**EXERCISE:** Rescale the lines below, from the line containing "Find the parked" through the last line, inclusive. Reproduce all of these lines, requests included, with every point coordinate multiplied by 1.8 and rounded to the nearest whole number, halves rounded up.

___ SUPPLIED RECORDS

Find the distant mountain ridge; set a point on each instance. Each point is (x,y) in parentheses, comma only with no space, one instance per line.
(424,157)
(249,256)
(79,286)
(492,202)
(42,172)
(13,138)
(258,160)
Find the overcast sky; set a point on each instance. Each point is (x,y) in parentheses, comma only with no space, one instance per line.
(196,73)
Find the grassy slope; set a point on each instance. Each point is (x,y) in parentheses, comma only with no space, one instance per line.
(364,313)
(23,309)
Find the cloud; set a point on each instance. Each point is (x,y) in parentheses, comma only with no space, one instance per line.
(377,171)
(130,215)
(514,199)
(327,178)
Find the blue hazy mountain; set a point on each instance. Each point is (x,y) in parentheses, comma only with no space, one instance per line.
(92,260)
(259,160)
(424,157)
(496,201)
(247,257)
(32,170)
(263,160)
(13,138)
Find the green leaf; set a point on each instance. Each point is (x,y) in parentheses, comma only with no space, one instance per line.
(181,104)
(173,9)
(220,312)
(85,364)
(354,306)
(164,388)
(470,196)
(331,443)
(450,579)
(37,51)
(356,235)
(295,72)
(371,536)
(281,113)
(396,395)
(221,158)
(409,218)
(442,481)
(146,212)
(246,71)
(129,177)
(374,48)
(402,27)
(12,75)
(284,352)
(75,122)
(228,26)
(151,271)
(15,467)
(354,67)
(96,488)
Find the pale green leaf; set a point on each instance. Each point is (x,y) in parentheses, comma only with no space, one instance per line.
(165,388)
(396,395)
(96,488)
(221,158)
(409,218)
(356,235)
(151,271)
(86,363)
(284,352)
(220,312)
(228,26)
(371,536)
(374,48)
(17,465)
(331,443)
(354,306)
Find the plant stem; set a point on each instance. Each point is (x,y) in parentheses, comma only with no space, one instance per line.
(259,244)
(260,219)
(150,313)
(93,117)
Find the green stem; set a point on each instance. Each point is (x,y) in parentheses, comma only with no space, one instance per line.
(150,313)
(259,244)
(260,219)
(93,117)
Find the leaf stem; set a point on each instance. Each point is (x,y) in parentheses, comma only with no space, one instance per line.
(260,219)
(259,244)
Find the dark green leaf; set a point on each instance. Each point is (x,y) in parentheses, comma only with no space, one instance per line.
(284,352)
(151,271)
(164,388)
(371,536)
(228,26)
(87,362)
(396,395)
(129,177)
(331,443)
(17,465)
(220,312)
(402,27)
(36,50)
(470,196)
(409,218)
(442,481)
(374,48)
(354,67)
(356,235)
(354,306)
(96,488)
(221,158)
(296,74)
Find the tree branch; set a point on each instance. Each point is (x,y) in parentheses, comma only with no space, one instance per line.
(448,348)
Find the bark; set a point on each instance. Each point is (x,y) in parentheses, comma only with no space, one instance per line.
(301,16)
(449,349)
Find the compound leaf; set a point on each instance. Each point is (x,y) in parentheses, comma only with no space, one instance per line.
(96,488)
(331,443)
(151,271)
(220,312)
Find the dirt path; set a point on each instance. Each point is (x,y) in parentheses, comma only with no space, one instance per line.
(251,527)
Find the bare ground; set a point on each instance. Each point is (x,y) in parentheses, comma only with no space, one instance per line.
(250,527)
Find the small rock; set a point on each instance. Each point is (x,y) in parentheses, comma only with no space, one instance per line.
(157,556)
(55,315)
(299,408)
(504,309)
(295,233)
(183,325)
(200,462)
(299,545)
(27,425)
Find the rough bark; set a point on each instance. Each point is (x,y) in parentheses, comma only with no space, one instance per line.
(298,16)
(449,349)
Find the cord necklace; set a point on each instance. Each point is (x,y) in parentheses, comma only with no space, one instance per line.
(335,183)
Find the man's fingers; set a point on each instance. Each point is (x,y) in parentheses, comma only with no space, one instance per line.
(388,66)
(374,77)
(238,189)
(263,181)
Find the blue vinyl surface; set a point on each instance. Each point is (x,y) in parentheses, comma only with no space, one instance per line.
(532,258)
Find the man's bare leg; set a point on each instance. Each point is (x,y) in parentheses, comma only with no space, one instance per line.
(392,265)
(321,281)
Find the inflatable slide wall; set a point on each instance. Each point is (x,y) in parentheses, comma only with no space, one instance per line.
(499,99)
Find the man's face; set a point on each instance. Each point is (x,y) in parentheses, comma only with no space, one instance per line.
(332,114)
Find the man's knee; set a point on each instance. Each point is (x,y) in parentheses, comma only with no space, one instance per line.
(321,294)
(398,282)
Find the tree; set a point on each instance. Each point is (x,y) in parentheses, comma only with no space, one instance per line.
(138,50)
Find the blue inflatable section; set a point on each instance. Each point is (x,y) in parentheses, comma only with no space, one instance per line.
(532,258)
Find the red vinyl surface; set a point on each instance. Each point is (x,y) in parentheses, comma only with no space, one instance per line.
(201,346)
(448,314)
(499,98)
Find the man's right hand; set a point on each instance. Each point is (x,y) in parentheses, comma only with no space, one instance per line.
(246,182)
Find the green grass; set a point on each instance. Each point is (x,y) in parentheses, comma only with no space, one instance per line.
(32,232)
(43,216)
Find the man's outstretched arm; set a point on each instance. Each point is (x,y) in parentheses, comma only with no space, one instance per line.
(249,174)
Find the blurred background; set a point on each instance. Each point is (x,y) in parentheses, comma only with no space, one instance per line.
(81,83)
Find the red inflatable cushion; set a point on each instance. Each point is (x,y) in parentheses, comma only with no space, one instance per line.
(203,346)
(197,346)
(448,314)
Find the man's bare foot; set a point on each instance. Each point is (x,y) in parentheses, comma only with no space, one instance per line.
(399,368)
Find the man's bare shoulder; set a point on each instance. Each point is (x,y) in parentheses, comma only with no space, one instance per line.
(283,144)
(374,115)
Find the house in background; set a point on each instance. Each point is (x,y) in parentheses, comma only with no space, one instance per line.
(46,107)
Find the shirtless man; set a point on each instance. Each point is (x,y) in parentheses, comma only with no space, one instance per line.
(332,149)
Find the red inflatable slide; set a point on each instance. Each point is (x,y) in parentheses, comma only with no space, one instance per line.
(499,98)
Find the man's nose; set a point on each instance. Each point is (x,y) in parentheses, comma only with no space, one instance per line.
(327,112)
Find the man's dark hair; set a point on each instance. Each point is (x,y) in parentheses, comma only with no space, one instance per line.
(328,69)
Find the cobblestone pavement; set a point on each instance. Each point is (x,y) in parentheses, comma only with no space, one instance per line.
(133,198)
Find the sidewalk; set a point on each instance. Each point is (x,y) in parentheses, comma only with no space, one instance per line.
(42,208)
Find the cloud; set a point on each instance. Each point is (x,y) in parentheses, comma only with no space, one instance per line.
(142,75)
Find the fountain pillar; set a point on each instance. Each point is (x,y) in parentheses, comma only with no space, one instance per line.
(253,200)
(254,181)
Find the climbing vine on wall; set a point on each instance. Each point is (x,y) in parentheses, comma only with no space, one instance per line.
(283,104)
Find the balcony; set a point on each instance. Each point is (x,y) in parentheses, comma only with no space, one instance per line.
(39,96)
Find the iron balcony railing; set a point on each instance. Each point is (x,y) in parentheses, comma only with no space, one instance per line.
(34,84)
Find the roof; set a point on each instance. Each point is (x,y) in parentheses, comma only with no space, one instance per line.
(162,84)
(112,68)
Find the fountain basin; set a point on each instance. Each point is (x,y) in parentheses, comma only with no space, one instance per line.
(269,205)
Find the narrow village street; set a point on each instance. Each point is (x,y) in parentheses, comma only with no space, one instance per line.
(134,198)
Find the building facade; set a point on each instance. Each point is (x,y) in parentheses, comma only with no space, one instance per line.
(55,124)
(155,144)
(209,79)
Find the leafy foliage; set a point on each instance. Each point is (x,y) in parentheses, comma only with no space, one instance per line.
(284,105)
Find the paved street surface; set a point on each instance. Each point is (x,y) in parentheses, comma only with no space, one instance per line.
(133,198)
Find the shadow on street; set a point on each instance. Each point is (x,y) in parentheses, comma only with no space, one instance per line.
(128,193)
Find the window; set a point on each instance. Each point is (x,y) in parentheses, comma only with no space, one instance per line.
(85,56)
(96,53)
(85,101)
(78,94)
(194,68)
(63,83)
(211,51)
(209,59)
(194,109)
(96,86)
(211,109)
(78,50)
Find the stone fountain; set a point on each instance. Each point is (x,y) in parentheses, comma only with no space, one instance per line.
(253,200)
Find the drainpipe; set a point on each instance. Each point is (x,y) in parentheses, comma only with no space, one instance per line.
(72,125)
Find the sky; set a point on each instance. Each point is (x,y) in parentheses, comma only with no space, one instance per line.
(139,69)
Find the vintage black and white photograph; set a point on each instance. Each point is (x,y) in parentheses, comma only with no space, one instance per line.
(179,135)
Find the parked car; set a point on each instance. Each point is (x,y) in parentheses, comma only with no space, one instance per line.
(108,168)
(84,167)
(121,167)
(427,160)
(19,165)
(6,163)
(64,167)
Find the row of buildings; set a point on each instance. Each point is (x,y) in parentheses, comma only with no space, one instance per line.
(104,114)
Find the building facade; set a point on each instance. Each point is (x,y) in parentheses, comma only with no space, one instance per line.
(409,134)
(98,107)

______

**SOLUTION FOR THIS PROBLEM:**
Find the parked car; set a point on each instance. Each point is (x,y) in parentheses, comma only with no space, one instance per line.
(194,302)
(151,301)
(218,301)
(769,288)
(34,297)
(11,293)
(115,301)
Find the row of buildings; set a point on each instance. Each point is (x,y) in parentheses, comma only with no space, one instance per line.
(187,205)
Find the building facade; set a point on each instance. Each point is (x,y) in parentheses, comma only with no space, one instance per line.
(736,241)
(176,193)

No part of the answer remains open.